▶ _Exercises_:
A - Retype the part of the contrastive learning passage between "This field is" and "requires labeled datasets.", inclusive.
B - In the contrastive learning passage, what is SimCLR said not to require?
C - Proceed with the contrastive learning passage from its final sentence onward.

▶ _Quoted passage_:
-.-.-

Further improvements in the choice of creating two views of images and comparison techniques were presented in different frameworks such as Nearest-Neighbor Contrastive Learning (NNCLR) [@NNCLR], Open World Object Detection (ORE) [@ORE], Swapping Assignments between multiple Views (SwAV) {@SwAV}, and many more.
This field is a constant research topic and new improved frameworks are proposed on a constant basis to help researchers solve different tasks that requires labeled datasets.


#### A Simple Framework for Contrastive Learning of Visual Representations

@SimCLR intended to analyze and describe a better approach to learning visual representations without human supervision. They have introduced a simple framework for contrastive learning of visual representations called SimCLR. As they claim, SimCLR outperforms previous work, is more straightforward, and does not require a memory bank.

Intending to understand what qualifies good contrastive representation learning, the significant components of the framework were studied and resulted in:

* A contrastive prediction task requires combining multiple data augmentation operations, which results in effective representations. Unsupervised contrastive learning benefits from more significant data augmentation.

-.-.-

▶ _Supplied material_:
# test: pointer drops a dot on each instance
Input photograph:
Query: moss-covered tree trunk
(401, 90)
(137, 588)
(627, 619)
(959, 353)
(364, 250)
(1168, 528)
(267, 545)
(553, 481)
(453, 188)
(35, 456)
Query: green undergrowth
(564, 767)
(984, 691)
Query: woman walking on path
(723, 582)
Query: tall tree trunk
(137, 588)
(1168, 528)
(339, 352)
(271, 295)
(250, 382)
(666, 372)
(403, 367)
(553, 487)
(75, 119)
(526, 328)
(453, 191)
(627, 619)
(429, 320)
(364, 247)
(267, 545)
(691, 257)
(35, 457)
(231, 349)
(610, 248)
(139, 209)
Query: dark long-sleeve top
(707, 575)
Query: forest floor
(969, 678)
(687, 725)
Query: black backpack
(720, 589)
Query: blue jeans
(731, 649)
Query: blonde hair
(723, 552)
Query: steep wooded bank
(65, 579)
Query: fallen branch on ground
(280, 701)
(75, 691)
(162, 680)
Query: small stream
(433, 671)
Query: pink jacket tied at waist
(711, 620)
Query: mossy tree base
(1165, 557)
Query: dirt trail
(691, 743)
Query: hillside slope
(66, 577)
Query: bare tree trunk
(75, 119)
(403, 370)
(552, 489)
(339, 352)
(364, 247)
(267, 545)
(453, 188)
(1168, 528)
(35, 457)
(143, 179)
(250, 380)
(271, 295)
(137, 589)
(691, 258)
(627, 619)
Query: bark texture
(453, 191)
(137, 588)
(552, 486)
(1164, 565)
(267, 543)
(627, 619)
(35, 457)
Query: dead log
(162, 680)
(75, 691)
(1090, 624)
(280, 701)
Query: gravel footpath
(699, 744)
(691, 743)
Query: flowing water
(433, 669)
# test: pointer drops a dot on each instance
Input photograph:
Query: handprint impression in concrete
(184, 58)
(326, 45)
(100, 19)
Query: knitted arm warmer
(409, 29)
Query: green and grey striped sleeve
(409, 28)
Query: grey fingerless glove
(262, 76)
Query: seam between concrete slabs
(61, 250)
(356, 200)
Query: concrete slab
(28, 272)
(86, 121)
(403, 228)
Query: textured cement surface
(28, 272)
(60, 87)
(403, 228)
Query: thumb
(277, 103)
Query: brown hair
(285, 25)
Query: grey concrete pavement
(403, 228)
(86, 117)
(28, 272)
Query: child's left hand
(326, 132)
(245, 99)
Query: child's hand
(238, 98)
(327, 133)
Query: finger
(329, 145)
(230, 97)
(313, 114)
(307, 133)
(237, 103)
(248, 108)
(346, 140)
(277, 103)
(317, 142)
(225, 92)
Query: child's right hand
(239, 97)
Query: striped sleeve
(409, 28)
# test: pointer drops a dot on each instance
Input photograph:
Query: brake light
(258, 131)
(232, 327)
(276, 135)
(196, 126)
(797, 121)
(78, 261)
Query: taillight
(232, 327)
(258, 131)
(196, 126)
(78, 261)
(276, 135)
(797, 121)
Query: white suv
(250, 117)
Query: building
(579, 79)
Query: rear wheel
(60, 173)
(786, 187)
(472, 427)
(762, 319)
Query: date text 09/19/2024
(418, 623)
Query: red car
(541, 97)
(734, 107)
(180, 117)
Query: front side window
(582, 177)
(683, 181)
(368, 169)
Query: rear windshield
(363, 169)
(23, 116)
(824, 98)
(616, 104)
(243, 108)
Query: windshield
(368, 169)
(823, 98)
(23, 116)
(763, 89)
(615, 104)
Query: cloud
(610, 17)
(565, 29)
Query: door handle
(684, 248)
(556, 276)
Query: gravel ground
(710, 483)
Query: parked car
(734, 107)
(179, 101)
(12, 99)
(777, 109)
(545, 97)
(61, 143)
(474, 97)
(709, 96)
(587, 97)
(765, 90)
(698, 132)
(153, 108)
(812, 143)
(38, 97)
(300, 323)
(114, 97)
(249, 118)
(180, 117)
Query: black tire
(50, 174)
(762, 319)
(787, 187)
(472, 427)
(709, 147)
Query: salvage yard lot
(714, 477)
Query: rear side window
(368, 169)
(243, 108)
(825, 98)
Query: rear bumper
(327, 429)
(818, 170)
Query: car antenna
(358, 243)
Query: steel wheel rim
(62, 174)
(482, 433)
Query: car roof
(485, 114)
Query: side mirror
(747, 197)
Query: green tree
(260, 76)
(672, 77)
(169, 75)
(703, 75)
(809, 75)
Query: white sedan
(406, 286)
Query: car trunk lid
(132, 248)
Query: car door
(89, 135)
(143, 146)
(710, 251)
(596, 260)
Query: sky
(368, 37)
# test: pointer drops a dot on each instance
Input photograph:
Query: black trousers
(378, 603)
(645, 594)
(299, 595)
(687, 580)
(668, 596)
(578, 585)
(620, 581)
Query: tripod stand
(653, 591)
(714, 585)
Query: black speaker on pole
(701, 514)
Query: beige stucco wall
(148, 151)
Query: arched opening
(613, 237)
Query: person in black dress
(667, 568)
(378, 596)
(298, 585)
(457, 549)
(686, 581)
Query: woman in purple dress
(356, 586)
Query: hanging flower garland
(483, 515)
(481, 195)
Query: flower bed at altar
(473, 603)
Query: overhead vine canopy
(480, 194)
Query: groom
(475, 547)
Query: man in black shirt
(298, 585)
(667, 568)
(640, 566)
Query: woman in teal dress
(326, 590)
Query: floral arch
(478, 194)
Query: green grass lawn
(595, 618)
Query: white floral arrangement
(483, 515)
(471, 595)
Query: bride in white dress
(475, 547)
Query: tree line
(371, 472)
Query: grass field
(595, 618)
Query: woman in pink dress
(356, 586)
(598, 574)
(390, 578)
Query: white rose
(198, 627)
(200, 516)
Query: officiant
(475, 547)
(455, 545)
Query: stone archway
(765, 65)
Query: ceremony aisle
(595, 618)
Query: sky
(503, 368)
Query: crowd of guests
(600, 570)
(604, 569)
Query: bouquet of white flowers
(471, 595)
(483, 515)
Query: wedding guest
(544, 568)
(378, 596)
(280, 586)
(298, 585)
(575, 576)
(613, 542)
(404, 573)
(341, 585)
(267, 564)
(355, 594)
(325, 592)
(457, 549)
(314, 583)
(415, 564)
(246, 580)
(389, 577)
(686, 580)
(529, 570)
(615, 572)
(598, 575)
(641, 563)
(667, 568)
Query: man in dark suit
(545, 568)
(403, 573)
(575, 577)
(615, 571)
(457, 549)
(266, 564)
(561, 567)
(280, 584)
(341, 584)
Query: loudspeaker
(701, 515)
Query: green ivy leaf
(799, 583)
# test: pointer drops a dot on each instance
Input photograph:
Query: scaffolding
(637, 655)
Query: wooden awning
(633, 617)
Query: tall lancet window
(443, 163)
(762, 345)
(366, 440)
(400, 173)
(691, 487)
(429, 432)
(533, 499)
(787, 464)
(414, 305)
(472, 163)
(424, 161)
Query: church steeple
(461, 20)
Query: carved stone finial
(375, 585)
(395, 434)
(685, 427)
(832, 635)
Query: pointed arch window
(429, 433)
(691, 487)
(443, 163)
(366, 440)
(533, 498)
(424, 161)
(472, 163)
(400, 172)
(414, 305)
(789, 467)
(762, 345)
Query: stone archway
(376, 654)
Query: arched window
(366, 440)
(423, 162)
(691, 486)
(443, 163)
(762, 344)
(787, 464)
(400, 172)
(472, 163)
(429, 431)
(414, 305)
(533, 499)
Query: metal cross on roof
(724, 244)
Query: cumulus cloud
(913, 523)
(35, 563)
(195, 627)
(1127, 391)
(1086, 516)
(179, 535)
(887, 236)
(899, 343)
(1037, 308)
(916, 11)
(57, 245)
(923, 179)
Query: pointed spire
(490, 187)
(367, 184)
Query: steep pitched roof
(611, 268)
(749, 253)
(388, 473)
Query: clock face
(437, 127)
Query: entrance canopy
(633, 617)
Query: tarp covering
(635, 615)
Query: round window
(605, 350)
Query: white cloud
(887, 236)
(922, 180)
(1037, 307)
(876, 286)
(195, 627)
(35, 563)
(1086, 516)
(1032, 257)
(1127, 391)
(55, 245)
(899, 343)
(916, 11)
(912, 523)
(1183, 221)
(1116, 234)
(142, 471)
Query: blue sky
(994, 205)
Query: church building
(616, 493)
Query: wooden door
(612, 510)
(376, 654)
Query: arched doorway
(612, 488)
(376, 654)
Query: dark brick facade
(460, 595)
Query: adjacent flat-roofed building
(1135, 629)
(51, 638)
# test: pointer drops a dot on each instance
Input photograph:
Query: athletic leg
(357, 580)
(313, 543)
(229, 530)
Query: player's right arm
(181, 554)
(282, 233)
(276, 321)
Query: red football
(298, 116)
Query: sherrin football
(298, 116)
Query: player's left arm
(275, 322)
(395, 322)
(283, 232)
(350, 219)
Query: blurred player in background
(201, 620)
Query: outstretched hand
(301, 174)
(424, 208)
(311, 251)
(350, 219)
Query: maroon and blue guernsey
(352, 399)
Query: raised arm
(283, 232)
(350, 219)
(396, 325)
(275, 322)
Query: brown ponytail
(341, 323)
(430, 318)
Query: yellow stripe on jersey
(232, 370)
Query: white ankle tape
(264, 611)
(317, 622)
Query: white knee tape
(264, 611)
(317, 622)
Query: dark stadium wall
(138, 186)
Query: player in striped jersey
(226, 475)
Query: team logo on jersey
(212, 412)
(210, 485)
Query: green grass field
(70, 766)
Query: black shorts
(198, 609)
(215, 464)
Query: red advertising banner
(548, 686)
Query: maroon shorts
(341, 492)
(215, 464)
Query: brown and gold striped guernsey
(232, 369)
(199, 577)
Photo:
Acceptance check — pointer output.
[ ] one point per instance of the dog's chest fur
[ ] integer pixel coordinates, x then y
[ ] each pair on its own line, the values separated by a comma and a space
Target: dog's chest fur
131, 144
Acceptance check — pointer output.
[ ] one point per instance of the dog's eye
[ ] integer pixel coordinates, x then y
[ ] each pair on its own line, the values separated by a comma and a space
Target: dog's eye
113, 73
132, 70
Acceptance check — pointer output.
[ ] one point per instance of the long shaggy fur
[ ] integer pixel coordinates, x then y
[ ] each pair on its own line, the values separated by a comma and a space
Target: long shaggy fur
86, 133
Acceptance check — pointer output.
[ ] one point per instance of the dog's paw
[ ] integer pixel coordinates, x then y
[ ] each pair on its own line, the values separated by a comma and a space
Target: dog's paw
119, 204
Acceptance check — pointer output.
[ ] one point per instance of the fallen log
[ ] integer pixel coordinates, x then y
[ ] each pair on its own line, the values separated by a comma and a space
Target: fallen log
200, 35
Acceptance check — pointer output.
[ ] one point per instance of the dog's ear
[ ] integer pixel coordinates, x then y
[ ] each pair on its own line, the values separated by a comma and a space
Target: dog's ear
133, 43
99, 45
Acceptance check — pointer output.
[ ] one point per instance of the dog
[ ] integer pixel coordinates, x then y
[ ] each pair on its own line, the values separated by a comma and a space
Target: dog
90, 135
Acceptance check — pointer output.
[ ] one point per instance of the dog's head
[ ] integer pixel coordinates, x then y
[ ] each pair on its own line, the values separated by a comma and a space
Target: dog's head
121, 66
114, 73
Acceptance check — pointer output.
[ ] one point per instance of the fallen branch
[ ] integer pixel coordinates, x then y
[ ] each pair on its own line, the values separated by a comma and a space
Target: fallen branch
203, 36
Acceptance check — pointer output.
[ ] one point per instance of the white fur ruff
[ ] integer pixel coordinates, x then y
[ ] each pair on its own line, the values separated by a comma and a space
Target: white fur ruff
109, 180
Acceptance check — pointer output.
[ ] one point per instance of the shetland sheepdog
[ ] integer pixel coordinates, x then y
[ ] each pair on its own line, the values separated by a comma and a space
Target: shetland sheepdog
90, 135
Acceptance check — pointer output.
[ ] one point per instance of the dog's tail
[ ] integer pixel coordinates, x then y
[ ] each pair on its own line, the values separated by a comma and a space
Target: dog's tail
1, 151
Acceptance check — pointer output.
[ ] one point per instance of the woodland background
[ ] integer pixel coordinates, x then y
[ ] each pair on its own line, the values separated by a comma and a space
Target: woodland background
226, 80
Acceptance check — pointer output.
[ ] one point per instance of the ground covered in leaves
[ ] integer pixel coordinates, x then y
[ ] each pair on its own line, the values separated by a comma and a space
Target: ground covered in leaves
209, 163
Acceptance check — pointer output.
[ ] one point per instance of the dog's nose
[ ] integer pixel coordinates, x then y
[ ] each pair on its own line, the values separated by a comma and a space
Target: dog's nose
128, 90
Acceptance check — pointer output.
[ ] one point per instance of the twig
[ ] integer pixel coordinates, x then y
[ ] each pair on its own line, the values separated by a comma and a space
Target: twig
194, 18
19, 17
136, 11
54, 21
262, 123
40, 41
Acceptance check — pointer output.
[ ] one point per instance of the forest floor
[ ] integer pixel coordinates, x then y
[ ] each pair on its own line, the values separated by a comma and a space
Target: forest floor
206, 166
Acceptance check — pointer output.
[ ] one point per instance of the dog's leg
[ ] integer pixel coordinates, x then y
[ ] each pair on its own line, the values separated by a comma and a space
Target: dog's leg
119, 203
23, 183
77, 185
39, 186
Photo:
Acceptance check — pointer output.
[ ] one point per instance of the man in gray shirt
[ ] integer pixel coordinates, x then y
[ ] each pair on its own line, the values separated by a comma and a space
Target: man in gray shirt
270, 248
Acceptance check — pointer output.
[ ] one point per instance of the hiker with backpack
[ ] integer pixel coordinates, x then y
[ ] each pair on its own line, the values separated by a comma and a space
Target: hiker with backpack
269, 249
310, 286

-.-.-

▶ _Expected outputs_:
A -
This field is a constant research topic and new improved frameworks are proposed on a constant basis to help researchers solve different tasks that requires labeled datasets.

B - A memory bank.

C -
* The quality of the learned representations can be substantially improved by introducing a learn-able non-linear transformation between the representation and the contrastive loss.
* Representation learning with contrastive cross-entropy loss can be improved by normalizing embeddings and adjusting the temperature parameter appropriately.
* Unlike its supervised counterpart, contrastive learning benefits from larger batch sizes and extended training periods. Contrastive learning also benefits from deeper and broader networks, just as supervised learning does.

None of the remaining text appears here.